Turn the items from the line containing "Locate every faint" through the line containing "xmin=591 ymin=18 xmax=633 ymax=358", both ends included, into a JSON list of strings with one string per line, leaving out blank lines.

▶ [Supplied information]:
━━━
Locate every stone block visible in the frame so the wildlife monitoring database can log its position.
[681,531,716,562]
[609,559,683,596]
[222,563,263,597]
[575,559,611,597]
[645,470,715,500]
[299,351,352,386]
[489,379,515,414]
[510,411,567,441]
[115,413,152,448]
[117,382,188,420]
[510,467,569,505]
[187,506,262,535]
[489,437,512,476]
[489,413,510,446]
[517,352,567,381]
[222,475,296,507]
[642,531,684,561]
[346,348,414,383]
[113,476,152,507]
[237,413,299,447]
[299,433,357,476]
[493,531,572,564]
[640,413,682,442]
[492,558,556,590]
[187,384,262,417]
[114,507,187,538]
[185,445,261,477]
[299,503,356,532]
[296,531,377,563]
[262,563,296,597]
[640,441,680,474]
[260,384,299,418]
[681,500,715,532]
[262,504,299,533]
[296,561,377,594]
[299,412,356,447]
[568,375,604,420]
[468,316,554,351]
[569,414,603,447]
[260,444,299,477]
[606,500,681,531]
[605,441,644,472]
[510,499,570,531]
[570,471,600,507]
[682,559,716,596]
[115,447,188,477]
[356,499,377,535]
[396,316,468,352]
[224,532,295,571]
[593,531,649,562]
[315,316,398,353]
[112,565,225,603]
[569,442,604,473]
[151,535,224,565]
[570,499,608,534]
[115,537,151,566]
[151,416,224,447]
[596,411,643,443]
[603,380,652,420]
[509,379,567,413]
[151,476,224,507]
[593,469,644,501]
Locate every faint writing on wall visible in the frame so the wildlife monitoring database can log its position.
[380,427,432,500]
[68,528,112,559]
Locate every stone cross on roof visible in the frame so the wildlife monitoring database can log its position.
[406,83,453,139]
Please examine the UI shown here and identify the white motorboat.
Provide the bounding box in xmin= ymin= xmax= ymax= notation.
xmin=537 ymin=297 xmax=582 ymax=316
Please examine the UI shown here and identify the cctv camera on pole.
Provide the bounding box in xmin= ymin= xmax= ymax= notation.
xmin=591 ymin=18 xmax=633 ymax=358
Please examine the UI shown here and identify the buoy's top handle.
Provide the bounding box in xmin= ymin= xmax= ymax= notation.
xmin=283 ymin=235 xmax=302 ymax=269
━━━
▶ [Problem solution]:
[
  "Locate every faint writing on wall visible in the frame so the wildlife monitoring database can log its position.",
  "[380,427,432,500]",
  "[68,528,112,559]",
  "Locate every stone cross on roof visible in the frame so the wildlife monitoring database can log its position.",
  "[406,83,453,139]",
  "Please examine the UI shown here and identify the white motorboat.",
  "Provide the bounding box in xmin= ymin= xmax= ymax= notation.",
  "xmin=537 ymin=297 xmax=582 ymax=316",
  "Please examine the UI shown here and identify the cctv camera on pole.",
  "Provide the bounding box in xmin= ymin= xmax= ymax= notation.",
  "xmin=591 ymin=18 xmax=633 ymax=358"
]